# Stated task
Report every line in the items below that contains the word "metal", copying each such line in full. Treat case as significant, so only lines where the word appears in this exact capitalization count.

[Records from a data collection]
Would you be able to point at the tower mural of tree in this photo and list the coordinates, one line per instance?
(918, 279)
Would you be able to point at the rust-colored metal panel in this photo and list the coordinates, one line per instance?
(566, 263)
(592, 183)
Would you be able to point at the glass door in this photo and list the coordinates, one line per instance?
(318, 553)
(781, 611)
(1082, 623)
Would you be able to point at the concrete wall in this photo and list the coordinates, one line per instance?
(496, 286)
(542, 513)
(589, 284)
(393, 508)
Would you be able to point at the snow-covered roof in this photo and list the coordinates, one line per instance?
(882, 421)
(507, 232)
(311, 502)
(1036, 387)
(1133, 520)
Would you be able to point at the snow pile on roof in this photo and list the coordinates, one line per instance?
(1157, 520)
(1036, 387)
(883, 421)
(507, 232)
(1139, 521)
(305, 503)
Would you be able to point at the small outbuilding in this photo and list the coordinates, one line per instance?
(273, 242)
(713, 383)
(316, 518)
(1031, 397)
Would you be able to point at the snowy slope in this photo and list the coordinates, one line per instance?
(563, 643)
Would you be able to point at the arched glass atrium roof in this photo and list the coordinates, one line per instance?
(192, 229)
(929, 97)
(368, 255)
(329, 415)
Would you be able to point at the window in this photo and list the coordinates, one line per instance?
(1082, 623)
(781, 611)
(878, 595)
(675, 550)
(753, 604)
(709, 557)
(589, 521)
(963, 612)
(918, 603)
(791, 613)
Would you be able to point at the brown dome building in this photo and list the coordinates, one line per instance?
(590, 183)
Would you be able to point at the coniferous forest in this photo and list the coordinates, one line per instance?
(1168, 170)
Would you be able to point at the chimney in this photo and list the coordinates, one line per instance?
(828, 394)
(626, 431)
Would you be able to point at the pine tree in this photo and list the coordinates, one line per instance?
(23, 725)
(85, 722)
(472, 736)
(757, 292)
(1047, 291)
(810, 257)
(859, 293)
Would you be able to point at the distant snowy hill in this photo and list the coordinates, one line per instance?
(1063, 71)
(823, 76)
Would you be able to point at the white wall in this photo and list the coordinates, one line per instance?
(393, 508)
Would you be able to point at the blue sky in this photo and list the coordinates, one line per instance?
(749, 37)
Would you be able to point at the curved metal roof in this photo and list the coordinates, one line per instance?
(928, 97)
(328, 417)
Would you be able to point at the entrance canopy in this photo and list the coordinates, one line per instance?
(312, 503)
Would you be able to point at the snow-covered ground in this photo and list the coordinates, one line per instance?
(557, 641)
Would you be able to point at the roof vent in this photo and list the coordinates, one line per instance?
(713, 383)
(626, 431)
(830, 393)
...
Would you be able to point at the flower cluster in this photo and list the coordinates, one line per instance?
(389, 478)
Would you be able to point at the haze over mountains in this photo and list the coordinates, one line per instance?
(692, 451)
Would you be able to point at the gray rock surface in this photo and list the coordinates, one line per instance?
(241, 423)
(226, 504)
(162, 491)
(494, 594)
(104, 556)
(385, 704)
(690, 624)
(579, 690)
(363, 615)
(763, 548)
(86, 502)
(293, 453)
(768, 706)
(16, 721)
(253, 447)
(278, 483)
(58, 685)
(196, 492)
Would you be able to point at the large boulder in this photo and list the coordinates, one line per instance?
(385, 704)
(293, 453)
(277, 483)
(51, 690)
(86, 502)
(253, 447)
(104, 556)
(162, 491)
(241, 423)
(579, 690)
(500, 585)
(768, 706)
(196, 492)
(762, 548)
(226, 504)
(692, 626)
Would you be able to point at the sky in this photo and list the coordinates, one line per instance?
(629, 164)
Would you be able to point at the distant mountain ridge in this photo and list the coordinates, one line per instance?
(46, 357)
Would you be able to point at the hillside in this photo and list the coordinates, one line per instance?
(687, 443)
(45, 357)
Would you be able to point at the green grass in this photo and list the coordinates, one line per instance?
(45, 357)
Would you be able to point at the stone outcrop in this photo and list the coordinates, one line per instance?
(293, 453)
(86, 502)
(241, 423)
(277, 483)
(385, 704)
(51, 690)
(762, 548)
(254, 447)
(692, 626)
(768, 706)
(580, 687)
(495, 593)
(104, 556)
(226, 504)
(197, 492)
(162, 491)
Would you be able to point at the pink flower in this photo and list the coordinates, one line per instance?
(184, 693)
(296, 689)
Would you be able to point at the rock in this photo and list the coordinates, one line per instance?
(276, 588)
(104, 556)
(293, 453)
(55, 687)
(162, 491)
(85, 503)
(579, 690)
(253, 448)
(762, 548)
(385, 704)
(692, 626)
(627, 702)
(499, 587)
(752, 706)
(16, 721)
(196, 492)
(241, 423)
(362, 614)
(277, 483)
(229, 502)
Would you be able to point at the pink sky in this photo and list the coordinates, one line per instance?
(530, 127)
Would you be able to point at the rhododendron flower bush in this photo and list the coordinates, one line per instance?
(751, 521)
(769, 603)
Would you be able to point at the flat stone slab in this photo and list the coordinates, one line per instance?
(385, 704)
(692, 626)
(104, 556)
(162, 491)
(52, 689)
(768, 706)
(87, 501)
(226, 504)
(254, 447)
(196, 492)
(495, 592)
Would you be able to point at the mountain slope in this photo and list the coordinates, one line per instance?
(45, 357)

# Answer in full
Would you be able to point at the rust-colored metal panel in this photo and list the coordinates, one line per instance?
Would you be able to point at the curved metal roof in this photo and list the coordinates, one line per instance?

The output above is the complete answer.